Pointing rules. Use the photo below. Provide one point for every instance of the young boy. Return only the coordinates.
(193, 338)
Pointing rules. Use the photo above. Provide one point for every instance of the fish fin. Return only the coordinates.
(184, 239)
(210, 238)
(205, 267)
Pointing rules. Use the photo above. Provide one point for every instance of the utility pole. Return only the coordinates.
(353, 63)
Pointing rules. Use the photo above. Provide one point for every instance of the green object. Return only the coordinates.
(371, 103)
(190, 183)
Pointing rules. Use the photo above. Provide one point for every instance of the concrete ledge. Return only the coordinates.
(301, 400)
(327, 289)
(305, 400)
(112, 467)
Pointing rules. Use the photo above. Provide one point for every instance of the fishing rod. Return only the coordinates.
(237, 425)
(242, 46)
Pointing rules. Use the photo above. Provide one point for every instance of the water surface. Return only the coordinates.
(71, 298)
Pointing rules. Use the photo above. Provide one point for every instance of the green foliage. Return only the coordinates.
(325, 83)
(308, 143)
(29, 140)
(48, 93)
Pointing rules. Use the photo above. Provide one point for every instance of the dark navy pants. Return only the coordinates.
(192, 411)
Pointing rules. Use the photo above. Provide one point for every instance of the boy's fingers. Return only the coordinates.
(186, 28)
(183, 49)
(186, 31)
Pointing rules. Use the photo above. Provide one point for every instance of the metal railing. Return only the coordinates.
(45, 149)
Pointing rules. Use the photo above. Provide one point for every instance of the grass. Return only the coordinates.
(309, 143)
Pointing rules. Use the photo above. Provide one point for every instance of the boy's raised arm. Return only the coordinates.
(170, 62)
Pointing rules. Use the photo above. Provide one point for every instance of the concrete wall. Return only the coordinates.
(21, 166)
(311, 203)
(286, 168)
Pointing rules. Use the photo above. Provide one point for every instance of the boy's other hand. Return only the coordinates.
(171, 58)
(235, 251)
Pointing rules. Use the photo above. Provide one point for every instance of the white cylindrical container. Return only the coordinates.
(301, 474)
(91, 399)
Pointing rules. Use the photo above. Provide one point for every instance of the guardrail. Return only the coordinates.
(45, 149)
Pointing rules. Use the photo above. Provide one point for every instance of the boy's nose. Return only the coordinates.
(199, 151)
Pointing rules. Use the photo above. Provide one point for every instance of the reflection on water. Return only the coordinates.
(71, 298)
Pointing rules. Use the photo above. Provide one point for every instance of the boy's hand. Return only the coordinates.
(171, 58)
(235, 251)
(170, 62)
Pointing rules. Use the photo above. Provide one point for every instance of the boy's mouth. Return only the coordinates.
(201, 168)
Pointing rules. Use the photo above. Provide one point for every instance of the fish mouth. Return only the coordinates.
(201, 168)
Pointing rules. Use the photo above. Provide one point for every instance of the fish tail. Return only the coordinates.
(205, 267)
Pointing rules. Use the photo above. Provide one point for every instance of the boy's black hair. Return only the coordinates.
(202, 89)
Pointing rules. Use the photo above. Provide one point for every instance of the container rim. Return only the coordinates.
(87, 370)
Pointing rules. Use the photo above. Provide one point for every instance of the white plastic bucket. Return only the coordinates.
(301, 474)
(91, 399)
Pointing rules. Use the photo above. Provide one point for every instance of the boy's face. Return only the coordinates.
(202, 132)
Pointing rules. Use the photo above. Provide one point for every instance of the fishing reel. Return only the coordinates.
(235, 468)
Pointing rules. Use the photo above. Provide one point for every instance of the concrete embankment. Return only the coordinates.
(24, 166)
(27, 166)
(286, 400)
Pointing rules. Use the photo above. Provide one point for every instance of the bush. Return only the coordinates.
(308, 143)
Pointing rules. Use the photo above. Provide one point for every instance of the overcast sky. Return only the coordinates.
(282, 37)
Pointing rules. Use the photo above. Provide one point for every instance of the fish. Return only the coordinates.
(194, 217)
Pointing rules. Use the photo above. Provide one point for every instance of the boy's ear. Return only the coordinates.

----------------------------------------

• Stated goal:
Using the entries above, please restate each one word for word.

• Exercise response:
Pointing rules. Use the photo below. Provide one point for every instance of the young boy. Return only the coordinates.
(193, 338)
Pointing rules. Use the photo above. Provide one point for every instance of the fish fin. Return only the coordinates.
(184, 239)
(210, 238)
(205, 267)
Pointing rules. Use the photo above. Provide one point for every instance of the utility pole. Return only the coordinates.
(353, 63)
Pointing rules. Use the photo above. Provide one point for every instance of the green object. Return only the coordinates.
(371, 103)
(190, 183)
Pointing rules. Use the photo above. Provide one point for every instance of the concrete ledge. Return only the coordinates.
(301, 400)
(327, 289)
(305, 400)
(112, 467)
Pointing rules. Use the photo above. Provide one point for every instance of the fishing rod. Return only the coordinates.
(237, 425)
(242, 46)
Pointing rules. Use the photo above. Provide one point for every instance of the water surface. Return only the coordinates.
(71, 298)
Pointing rules. Use the photo above. Provide one point for every instance of the green foliage. Return only the coordinates.
(325, 83)
(308, 143)
(29, 140)
(48, 93)
Pointing rules. Use the photo above. Provide one point for every instance of the dark navy pants. Return only the coordinates.
(192, 411)
Pointing rules. Use the photo above. Provide one point for every instance of the boy's fingers. Return only the coordinates.
(186, 28)
(183, 49)
(186, 31)
Pointing rules. Use the photo above. Provide one point for every instance of the metal railing. Return only the coordinates.
(45, 149)
Pointing rules. Use the photo above. Provide one point for every instance of the grass. Return only the coordinates.
(309, 143)
Pointing rules. Use the photo above. Provide one point for every instance of the boy's raised arm. Return only the coordinates.
(170, 62)
Pointing rules. Use the photo above. Provide one point for every instance of the concrete wall. Return only the coordinates.
(21, 166)
(311, 203)
(286, 168)
Pointing rules. Use the photo above. Provide one point for every instance of the boy's other hand. Return only the coordinates.
(171, 58)
(235, 251)
Pointing rules. Use the photo above. Provide one point for every instance of the white cylindrical container. Return only the coordinates.
(301, 474)
(91, 399)
Pointing rules. Use the photo above. Provide one point for every instance of the guardrail. Return only the coordinates.
(45, 149)
Pointing rules. Use the photo above. Provide one point for every instance of the boy's nose. Return only the coordinates.
(199, 151)
Pointing rules. Use the photo above. Provide one point for every instance of the reflection on water. Return only the coordinates.
(71, 298)
Pointing rules. Use the photo above. Provide one point for every instance of the boy's hand. Return only the coordinates.
(171, 58)
(235, 251)
(170, 62)
Pointing rules. Use the photo above. Provide one point for every instance of the boy's mouth. Return only the coordinates.
(201, 168)
Pointing rules. Use the photo above. Provide one point for every instance of the fish mouth. Return only the coordinates.
(201, 168)
Pointing rules. Use the photo above. Provide one point for every instance of the fish tail. Return only the coordinates.
(205, 267)
Pointing rules. Use the photo above. Provide one point for every instance of the boy's black hair. Return only the coordinates.
(202, 89)
Pointing rules. Use the photo above. Provide one point for every instance of the container rim. Return only the coordinates.
(87, 370)
Pointing rules. Use the photo above. Provide one point for every instance of the white plastic bucket. Return only the coordinates.
(301, 474)
(91, 399)
Pointing rules. Use the photo above. Provide one point for every instance of the boy's face. Return only the coordinates.
(202, 132)
Pointing rules. Use the photo above. Provide one point for every instance of the fishing reel. Return only the coordinates.
(235, 468)
Pointing rules. Use the photo above. Provide one point for every instance of the concrete embankment. Return only the coordinates.
(24, 166)
(27, 166)
(286, 400)
Pointing rules. Use the photo above. Provide one point for every instance of the bush. Return only the coordinates.
(308, 143)
Pointing rules. Use the photo above. Provide one point for every instance of the overcast sky. Return only the coordinates.
(282, 37)
Pointing rules. Use the photo above. Provide one point for every instance of the fish. Return only the coordinates.
(194, 217)
Pointing rules. Use the photo above. Provide one point for every instance of the boy's ear. Return only the coordinates.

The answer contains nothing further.